◆ **Travail demandé**
1. Relevez, dans le texte sur la crise sri lankaise, tous les aspects de la politique indienne dont il conviendra de suivre la poursuite.
2. Prolongez le texte sur la crise sri lankaise en reprenant juste après sa dernière phrase.

◆ **Source**
----

Que feront alors les nouveaux dirigeants sri lankais totalement discrédités et à la tête d’un système politique arrivé en fin de course. Il est intéressant de rappeler ici que la constitution sri lankaise est pour l’essentiel calquée sur la constitution française de la 5e république. Mais, par dessus tout, on doit poser la question de savoir quels seront les choix du peuple, lui qui devra compter sur ses seules propres forces. De cette crise et des leçons à en tirer, devra émerger une nouvelle force sociale et politique. Cela ne pourra pas être celle de l’oligarchie, ou celle d’un mouvement au spontanéisme préfabriqué qui est en fait arrimé aux intérêts des classes dirigeantes, elles-mêmes au service des objectifs impérialistes. Leur objectif commun étant de conduire le mouvement populaire dans une impasse. Pour autant le peuple sri lankais sait faire preuve d’une grande intelligence collective face aux épreuves, ce qu’il a montré dans le passé ! Tôt ou tard donc, il trouvera la voie qui lui permettra de nouvelles avancées sociales et politiques, comme ce fut le cas quand il fut capable de mettre en échec les tentatives de division d’une guerre barbare qui ne fut jamais une guerre civile, mais une guerre contre la barbarie fascisante du séparatisme.

 

Dans ce contexte, les responsabilités de l’Inde et de la Chine sont très importantes. Il conviendra de suivre la politique indienne, si son attitude constructive à l'égard de la Russie, si sa résistance aux pressions US, si son dialogue actif avec la Chine et si son rôle positif au sein des BRICS se poursuivra. Interviendra-t-elle militairement au Sri Lanka comme ce fut le cas en 1987 et comme le revendique l’antenne sri lankaise du BJP, le parti de Narendran Modi, le premier ministre indien, prenant ainsi le risque de voir se reconstituer comme dans le passé une unité nationale sri lankaise anti-indienne?

----

◆ **Données fournies**
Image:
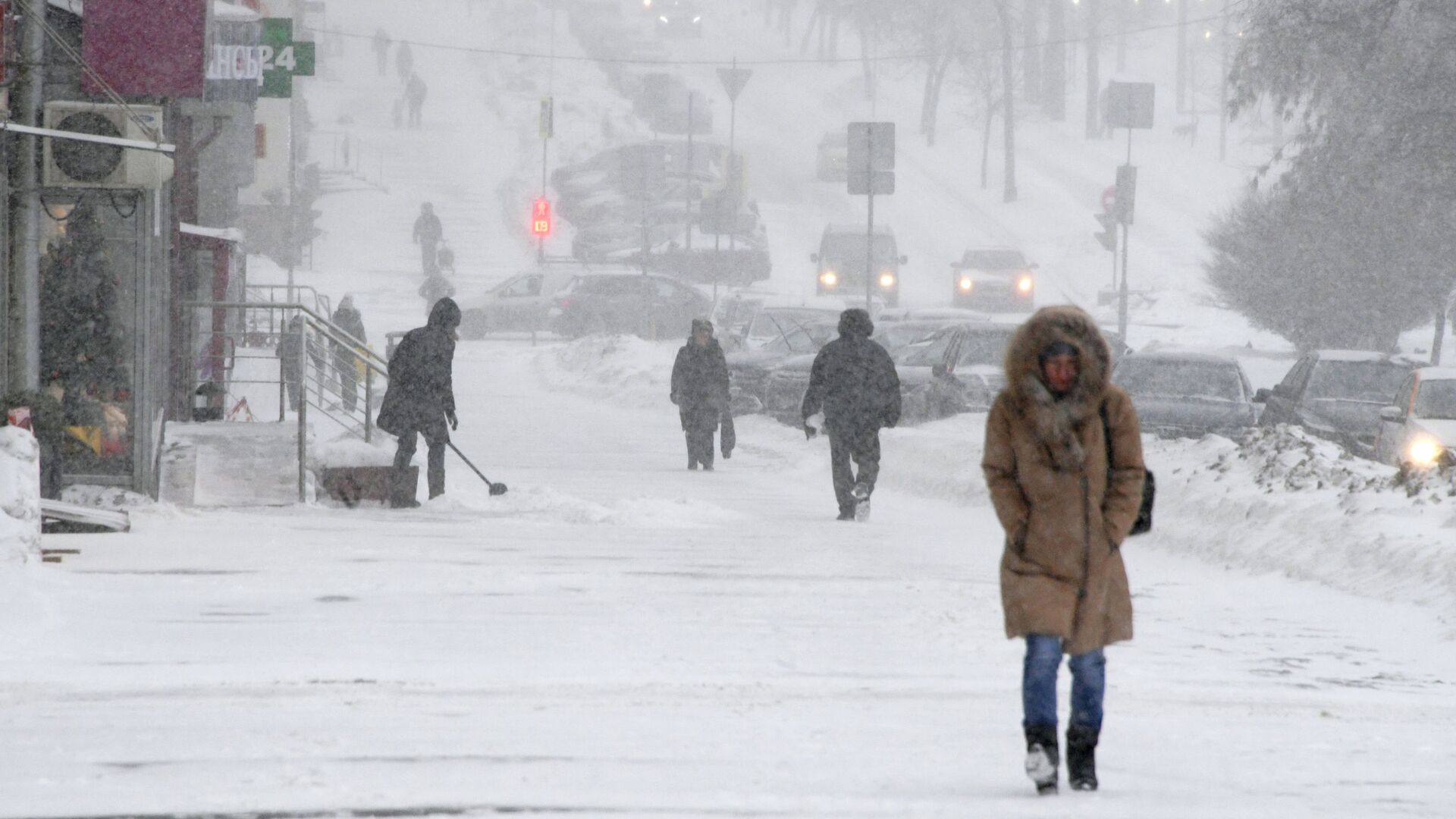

----

◆ **Réponses par tâche**
1.
- l'attitude constructive de l'Inde à l'égard de la Russie
- sa résistance aux pressions US
- son dialogue actif avec la Chine
- son rôle positif au sein des BRICS

2.
 

Il en va de même après les changements négatifs au Pakistan et la poursuite du combat d’Imran Khan ou s'agissant des suites des pressions qui s’exercent sur le Bengladesh  qui l'ont fait céder jusqu’à ce jour en faveur d'un soutien aux positions US. Par ailleurs, les évolutions politiques qui viennent de se produire en Australie avec le retour des travaillistes ne devraient pas modifier la politique agressive de ce pays vis-à-vis de la Chine, du moins dans l’immédiat.

 

Dans ces conditions, la réunion du G20 à Bali, Indonésie, qui sera marqué par la présence de Vladimir Poutine sera un événement et une étape qui conduira sans aucun doute à dynamiser les ardeurs de certains en Asie où l’interventionnisme brutal de Washington, la militarisation et la nucléarisation de la région Asie-Pacifique sont des orientations de plus en plus ouvertement contestées. En novembre, les élections des mid-term aux États-Unis ne seront pas sans incidence non plus sur l’évolution de cette situation.

 

Quid de la Chine ?

Quant à l'argument qui consiste à prétendre que la Chine serait responsable de l'endettement du Sri Lanka, ce qui serait la cause principale de sa crise, c’est un mensonge éhonté. En fait, cette dette représente moins de 10% du total de la dette du pays, les 90% restant étant ceux des pays occidentaux et de leurs institutions financières. Par contre et comme elle l'a toujours  fait, la Chine, qui a beaucoup contribué dans le passé au développement des infrastructures du Sri Lanka (Ports, Aéroports, routes, etc.) s’est engagée à continuer à  apporter, et cela sans conditionnalités, son soutien politique, économique et financier au Sri Lanka.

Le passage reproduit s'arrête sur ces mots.